And the place changes by increments. There's a new wing on the Community School, contracted at great authorized expense, grafted onto the original building that was built by volunteers. There's an elaborate playground designed and constructed by an enthusiastic group of parents one year. The old folks over here in Brooklyn have thinned out as the kids have grown and gone, but we're now surrounded by another crop of children. Up to the Elementary there's still a core cadre of familiar teachers, and the decibel level sounds the same.
The noise the twenty-somethings are now making sounds pretty professional. Seth and Bob have been gigging out for years, and it comes as a shock that I can't follow their licks on the flute anymore. Jed can jump in on drums just fine, though. Great to see a bunch of young guys who are comfortable in their skins, even if they haven't a clue where the roads go next. Sunday morning they saw I was in no fit state to choreograph a party, so they sent me out into the woods with the dog, and went shopping for caterings. Filled the kitchen with vegetarian cookery, and boogied down the desserts. Cases of ale on the stoop, smoke in the back yard, lots of laughter.

- [TASKS FOR THIS EXERCISE]
1. For each statement about the passage, answer yes or no and quote the words that settle it.
(a) The new wing on the Community School was built by volunteers.
(b) The narrator can still follow Seth and Bob's licks on the flute.
(c) The young men sent the narrator into the woods with the dog.
2. Answer these questions from the passage.
(a) Who designed and built the elaborate playground?
(b) Who can jump in on drums?
(c) What was on the stoop?
3. Rewrite the stretch of the passage from "The noise the" through "lots of laughter.", replacing "drums" with "percussion".
The listing after the passage comes from a different source.

- [DATA FOR REVIEW]

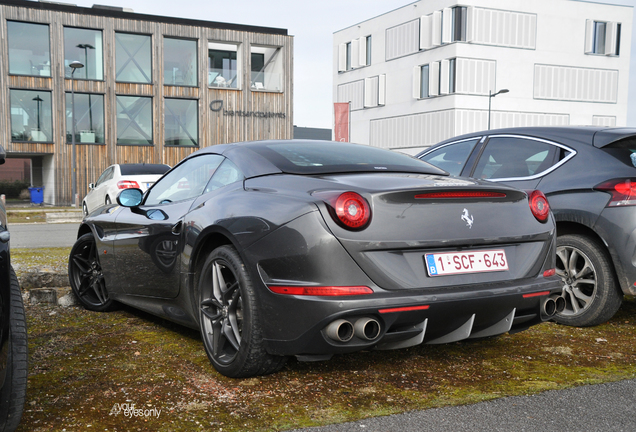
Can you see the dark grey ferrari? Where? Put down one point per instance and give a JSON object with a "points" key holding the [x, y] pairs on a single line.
{"points": [[311, 248]]}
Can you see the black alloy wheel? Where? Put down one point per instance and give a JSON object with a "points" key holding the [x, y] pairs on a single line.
{"points": [[86, 277], [590, 288], [229, 318], [13, 391]]}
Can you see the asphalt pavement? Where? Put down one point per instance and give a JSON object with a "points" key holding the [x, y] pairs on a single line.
{"points": [[36, 235], [604, 407]]}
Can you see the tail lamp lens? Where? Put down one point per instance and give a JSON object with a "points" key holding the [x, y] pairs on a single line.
{"points": [[352, 210], [539, 205], [127, 184], [327, 291], [623, 191]]}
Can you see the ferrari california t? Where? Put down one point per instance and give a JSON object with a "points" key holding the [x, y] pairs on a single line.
{"points": [[312, 248]]}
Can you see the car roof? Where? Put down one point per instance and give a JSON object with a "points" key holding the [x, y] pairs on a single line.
{"points": [[597, 136], [256, 158]]}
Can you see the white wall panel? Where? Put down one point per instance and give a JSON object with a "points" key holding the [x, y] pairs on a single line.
{"points": [[475, 76], [412, 130], [403, 39], [504, 28], [352, 92], [575, 84]]}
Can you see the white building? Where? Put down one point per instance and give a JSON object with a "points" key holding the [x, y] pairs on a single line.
{"points": [[423, 73]]}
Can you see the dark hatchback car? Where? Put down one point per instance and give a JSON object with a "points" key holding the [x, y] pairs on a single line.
{"points": [[589, 177], [281, 248], [13, 336]]}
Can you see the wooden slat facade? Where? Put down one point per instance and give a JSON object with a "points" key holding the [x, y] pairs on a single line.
{"points": [[246, 114]]}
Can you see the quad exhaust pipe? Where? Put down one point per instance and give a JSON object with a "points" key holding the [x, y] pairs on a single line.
{"points": [[553, 305], [342, 330]]}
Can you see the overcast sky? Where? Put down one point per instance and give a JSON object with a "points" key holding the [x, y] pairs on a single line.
{"points": [[312, 23]]}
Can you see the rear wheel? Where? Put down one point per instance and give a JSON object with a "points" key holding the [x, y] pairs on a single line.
{"points": [[230, 319], [590, 288], [13, 392], [86, 277]]}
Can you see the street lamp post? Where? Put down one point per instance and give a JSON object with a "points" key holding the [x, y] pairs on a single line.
{"points": [[490, 96], [74, 65]]}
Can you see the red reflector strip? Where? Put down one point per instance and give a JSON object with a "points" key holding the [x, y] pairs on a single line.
{"points": [[550, 272], [542, 293], [403, 309], [321, 291], [462, 194]]}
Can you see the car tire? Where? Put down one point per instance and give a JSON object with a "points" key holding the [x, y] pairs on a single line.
{"points": [[13, 392], [86, 277], [590, 287], [230, 319]]}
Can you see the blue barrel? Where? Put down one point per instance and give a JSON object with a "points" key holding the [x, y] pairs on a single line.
{"points": [[37, 195]]}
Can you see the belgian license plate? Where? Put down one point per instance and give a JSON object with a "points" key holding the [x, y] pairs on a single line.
{"points": [[447, 263]]}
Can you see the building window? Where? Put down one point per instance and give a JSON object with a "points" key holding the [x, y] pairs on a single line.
{"points": [[31, 116], [133, 58], [134, 120], [29, 52], [89, 118], [182, 122], [458, 23], [603, 38], [180, 62], [266, 68], [424, 81], [452, 75], [223, 65], [85, 46]]}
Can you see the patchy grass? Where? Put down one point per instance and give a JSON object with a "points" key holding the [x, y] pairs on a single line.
{"points": [[83, 363], [43, 259]]}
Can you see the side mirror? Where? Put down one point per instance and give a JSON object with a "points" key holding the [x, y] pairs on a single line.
{"points": [[130, 197]]}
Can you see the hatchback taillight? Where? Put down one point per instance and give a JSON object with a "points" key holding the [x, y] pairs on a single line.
{"points": [[348, 209], [539, 205], [623, 191], [127, 184]]}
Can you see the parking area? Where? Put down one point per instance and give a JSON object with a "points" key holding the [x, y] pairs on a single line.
{"points": [[127, 370]]}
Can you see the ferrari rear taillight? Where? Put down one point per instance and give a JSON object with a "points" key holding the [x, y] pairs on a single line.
{"points": [[539, 205], [352, 210], [348, 209], [623, 191], [327, 291], [127, 184]]}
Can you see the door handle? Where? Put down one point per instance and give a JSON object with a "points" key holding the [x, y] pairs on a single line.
{"points": [[176, 228]]}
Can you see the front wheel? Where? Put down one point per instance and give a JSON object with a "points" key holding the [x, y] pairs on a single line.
{"points": [[230, 318], [590, 288], [86, 277]]}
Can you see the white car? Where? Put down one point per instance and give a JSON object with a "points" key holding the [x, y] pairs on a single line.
{"points": [[118, 177]]}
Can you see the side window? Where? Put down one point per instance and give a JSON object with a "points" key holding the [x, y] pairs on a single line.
{"points": [[452, 157], [187, 180], [510, 157], [106, 175], [225, 174]]}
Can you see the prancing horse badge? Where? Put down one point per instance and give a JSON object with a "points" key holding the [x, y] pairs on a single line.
{"points": [[467, 218]]}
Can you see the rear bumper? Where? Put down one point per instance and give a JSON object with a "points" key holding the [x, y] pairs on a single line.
{"points": [[410, 318], [617, 226]]}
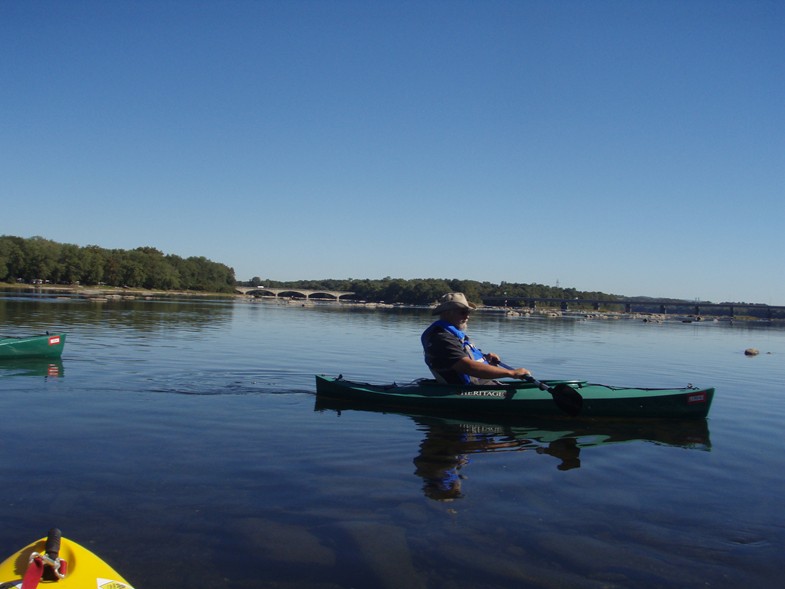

- [PER-TASK OUTPUTS]
1.
(a) No: "contracted at great authorized expense, grafted onto the original building that was built by volunteers"
(b) No: "I can't follow their licks on the flute anymore"
(c) Yes: "they sent me out into the woods with the dog"

2.
(a) An enthusiastic group of parents one year
(b) Jed
(c) Cases of ale

3.
The noise the twenty-somethings are now making sounds pretty professional. Seth and Bob have been gigging out for years, and it comes as a shock that I can't follow their licks on the flute anymore. Jed can jump in on percussion just fine, though. Great to see a bunch of young guys who are comfortable in their skins, even if they haven't a clue where the roads go next. Sunday morning they saw I was in no fit state to choreograph a party, so they sent me out into the woods with the dog, and went shopping for caterings. Filled the kitchen with vegetarian cookery, and boogied down the desserts. Cases of ale on the stoop, smoke in the back yard, lots of laughter.